> _WRITTEN PROBLEM_
Print everything in the data below, from its very start down through the line containing "x=1174, y=543", and leave the pictures out of your answer.

> _ROWS_
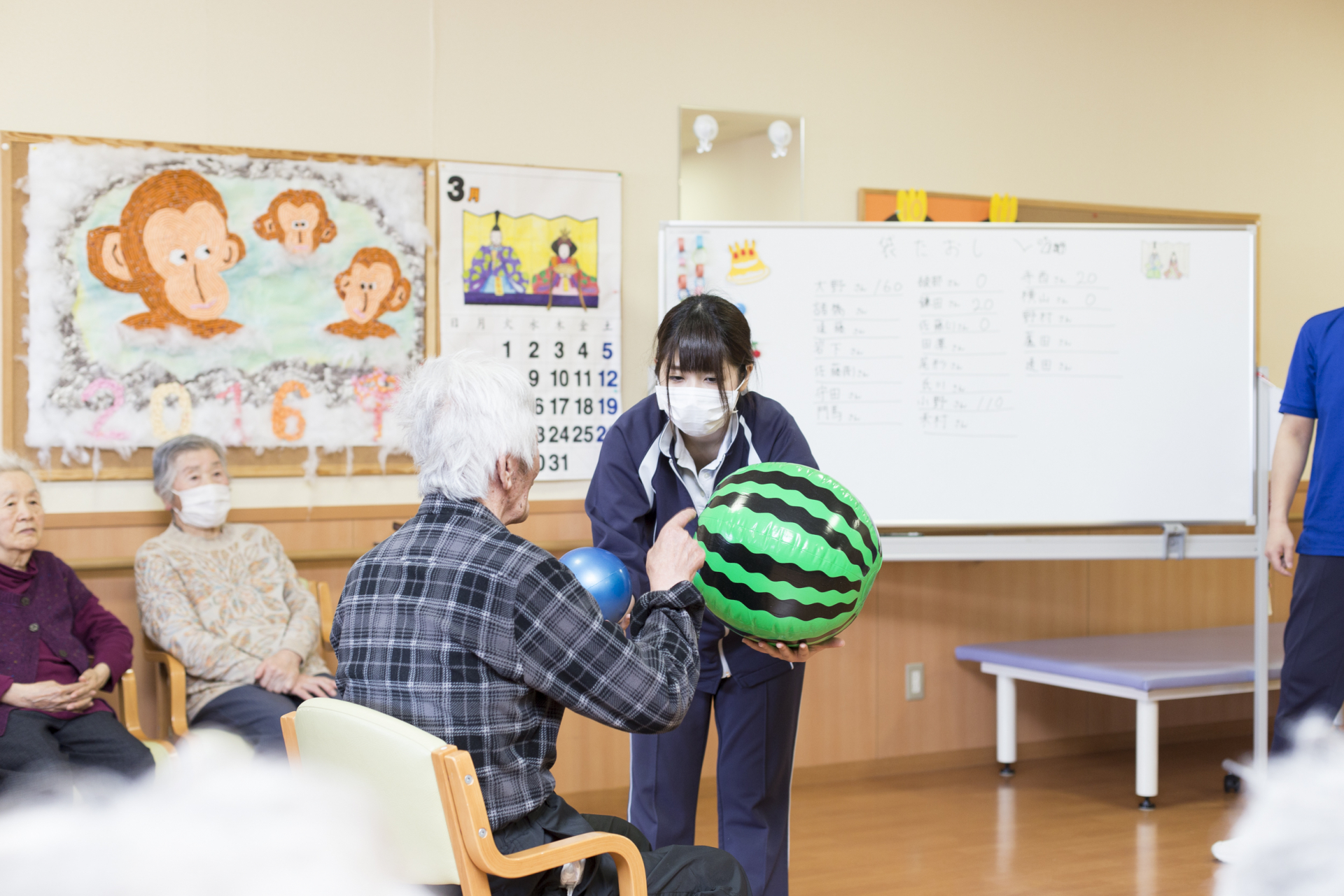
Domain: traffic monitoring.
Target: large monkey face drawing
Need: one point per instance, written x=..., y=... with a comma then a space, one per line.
x=172, y=246
x=298, y=218
x=371, y=285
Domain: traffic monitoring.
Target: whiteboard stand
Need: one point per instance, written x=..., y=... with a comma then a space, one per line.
x=1174, y=543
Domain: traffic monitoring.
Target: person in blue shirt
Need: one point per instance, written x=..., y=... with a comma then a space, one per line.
x=668, y=453
x=1313, y=637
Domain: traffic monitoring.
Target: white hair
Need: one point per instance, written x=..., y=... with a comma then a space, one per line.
x=164, y=461
x=1291, y=837
x=461, y=414
x=207, y=822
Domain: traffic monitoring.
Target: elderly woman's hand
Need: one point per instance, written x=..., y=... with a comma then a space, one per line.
x=90, y=681
x=279, y=672
x=309, y=687
x=45, y=695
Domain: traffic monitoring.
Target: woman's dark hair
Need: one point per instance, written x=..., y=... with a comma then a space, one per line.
x=705, y=335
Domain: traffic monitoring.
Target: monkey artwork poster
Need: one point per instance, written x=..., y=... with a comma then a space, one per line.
x=531, y=274
x=264, y=302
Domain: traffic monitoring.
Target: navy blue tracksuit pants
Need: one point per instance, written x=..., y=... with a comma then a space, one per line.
x=757, y=729
x=1313, y=645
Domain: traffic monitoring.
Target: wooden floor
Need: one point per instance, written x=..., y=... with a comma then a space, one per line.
x=1060, y=827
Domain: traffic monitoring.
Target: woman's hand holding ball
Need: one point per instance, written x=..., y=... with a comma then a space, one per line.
x=675, y=556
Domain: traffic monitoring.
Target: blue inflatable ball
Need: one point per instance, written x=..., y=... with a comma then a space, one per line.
x=605, y=578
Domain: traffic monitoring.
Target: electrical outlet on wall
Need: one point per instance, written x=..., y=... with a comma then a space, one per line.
x=914, y=681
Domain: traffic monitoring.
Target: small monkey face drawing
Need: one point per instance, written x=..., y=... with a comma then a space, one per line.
x=298, y=226
x=299, y=220
x=365, y=288
x=188, y=250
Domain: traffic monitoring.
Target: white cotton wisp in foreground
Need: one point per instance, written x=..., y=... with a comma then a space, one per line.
x=1291, y=840
x=213, y=824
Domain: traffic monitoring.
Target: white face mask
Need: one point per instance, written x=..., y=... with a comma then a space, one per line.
x=696, y=410
x=204, y=507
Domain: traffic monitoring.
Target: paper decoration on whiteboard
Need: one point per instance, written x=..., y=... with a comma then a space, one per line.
x=746, y=266
x=1166, y=261
x=238, y=298
x=531, y=276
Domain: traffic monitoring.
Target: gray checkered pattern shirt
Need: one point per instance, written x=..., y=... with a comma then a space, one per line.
x=473, y=634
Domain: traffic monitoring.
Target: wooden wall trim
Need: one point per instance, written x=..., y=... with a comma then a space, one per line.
x=850, y=771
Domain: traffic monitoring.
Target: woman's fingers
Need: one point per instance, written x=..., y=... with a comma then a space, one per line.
x=679, y=520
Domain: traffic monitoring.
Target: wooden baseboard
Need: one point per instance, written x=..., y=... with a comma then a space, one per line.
x=850, y=771
x=1085, y=745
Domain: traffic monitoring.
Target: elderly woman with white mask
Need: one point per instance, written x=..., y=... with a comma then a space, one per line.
x=225, y=599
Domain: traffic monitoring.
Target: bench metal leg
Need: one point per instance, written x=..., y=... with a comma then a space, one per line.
x=1145, y=751
x=1007, y=719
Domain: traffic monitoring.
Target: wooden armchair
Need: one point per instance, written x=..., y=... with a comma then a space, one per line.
x=127, y=703
x=172, y=675
x=433, y=802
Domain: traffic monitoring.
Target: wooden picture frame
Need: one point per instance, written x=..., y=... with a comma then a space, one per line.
x=244, y=461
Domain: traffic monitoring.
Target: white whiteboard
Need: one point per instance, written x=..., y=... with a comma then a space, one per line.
x=1003, y=374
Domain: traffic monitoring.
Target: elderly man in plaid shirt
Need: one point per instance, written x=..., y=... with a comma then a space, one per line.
x=473, y=634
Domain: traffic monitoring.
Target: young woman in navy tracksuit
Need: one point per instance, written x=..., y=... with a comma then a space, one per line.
x=667, y=453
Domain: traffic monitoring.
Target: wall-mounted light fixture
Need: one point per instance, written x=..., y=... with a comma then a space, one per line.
x=780, y=134
x=706, y=130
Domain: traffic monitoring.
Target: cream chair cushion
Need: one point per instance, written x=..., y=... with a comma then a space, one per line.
x=394, y=760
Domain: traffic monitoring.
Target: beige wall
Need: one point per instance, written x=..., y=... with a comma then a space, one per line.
x=1224, y=105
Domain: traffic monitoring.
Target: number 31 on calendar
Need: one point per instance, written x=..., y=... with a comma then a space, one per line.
x=577, y=390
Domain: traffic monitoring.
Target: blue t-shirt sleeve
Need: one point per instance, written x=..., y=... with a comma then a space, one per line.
x=1300, y=390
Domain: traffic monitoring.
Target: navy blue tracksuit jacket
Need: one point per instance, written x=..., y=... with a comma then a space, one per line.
x=634, y=493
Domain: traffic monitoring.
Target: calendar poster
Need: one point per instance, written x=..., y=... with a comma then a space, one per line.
x=531, y=274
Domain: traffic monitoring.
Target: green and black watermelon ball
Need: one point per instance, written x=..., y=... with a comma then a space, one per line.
x=790, y=554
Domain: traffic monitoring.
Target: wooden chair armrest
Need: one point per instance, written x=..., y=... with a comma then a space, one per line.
x=470, y=834
x=327, y=615
x=554, y=855
x=175, y=676
x=128, y=708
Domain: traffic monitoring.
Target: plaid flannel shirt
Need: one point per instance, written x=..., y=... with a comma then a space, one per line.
x=473, y=634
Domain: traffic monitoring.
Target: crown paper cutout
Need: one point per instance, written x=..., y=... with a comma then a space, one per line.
x=748, y=266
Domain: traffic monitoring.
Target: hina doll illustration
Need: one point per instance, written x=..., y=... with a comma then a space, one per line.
x=495, y=267
x=564, y=276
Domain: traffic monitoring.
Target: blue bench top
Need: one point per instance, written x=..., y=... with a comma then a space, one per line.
x=1149, y=662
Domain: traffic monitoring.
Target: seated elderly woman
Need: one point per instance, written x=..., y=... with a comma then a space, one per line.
x=58, y=648
x=226, y=601
x=473, y=634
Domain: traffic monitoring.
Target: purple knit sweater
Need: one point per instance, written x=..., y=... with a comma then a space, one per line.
x=59, y=612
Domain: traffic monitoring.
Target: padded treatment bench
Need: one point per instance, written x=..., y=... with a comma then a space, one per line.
x=1144, y=668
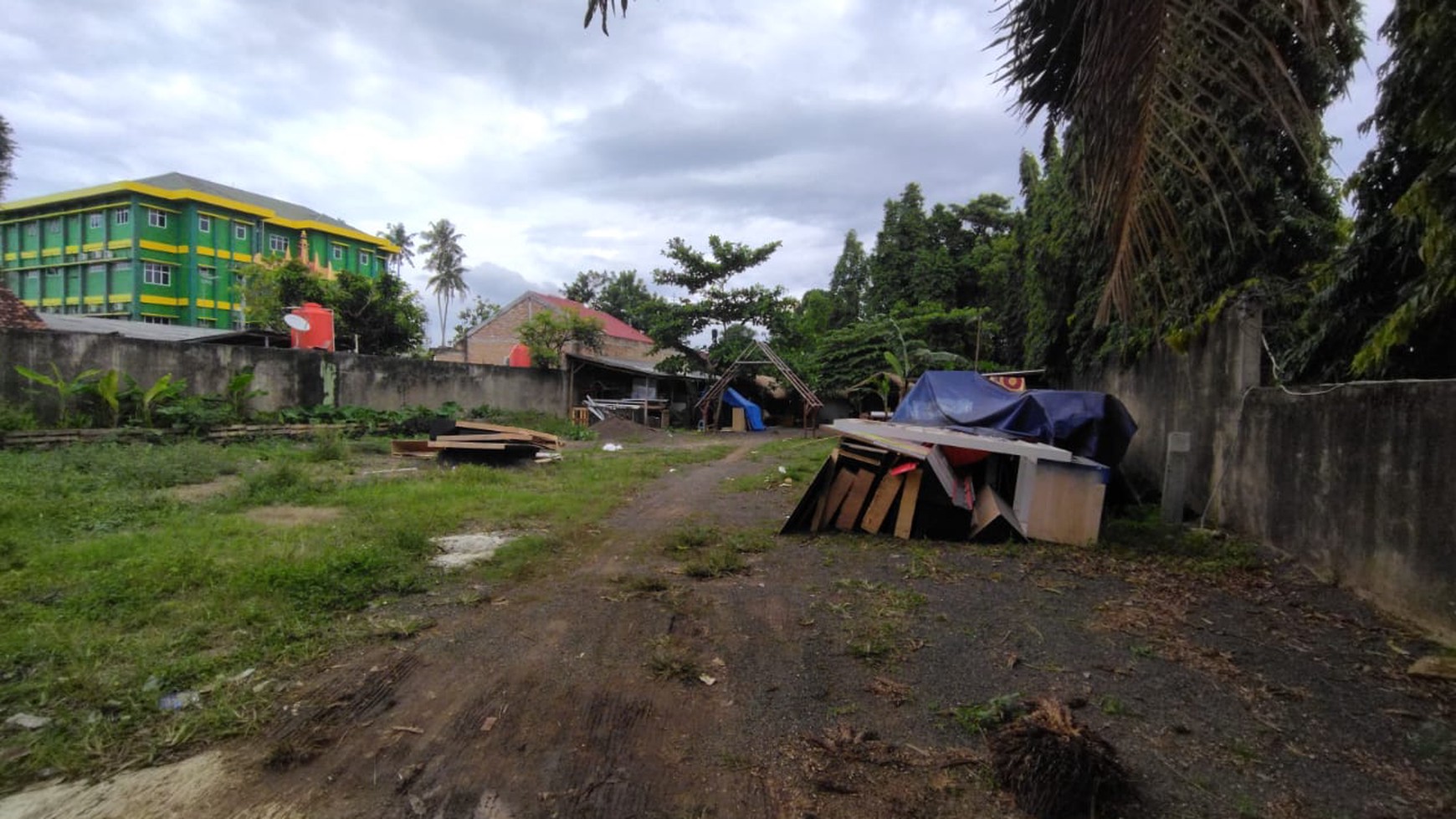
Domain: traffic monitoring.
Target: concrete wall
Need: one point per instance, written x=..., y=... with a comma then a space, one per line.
x=1357, y=484
x=290, y=377
x=1350, y=480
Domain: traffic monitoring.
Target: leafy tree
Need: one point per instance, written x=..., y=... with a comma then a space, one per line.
x=383, y=315
x=472, y=317
x=849, y=283
x=397, y=234
x=444, y=261
x=1387, y=309
x=710, y=301
x=1178, y=104
x=6, y=156
x=548, y=332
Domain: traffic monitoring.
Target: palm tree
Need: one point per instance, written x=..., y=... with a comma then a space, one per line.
x=397, y=234
x=444, y=259
x=1153, y=90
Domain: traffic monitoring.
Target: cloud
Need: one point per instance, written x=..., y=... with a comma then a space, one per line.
x=552, y=147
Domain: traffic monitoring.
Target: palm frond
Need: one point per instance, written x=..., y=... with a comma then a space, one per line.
x=1151, y=88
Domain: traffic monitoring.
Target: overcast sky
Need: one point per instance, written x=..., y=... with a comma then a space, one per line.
x=554, y=149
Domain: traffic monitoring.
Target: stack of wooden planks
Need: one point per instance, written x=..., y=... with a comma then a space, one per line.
x=951, y=484
x=482, y=441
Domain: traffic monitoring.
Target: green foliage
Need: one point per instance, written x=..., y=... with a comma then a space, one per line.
x=444, y=261
x=64, y=389
x=472, y=317
x=117, y=591
x=710, y=301
x=548, y=332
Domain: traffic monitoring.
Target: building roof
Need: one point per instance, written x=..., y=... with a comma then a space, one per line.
x=615, y=328
x=15, y=315
x=184, y=187
x=637, y=367
x=67, y=323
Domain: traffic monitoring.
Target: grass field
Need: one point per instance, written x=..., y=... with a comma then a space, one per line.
x=118, y=588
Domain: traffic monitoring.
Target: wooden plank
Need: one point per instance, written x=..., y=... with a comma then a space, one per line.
x=879, y=507
x=812, y=504
x=909, y=496
x=448, y=444
x=838, y=489
x=855, y=501
x=951, y=438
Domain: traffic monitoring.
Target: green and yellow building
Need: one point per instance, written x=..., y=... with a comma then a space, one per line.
x=165, y=249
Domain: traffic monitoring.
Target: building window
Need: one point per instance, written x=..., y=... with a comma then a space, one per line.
x=156, y=274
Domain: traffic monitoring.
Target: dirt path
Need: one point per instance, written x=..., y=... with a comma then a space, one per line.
x=836, y=665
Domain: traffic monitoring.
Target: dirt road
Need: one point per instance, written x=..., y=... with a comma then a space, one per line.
x=828, y=681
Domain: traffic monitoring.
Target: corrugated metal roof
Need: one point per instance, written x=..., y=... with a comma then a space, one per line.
x=285, y=210
x=64, y=323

> _RESPONSE TO THIS EXERCISE_
Domain: traffic monitoring.
Target: large monkey face drawing
Need: one point per instance, written x=..., y=... with a comma then a space, one per line.
x=172, y=246
x=298, y=218
x=371, y=285
Domain: traffic monitoring.
Target: whiteboard stand
Need: one point per instance, written x=..., y=... with a comma then a space, one per line.
x=1174, y=543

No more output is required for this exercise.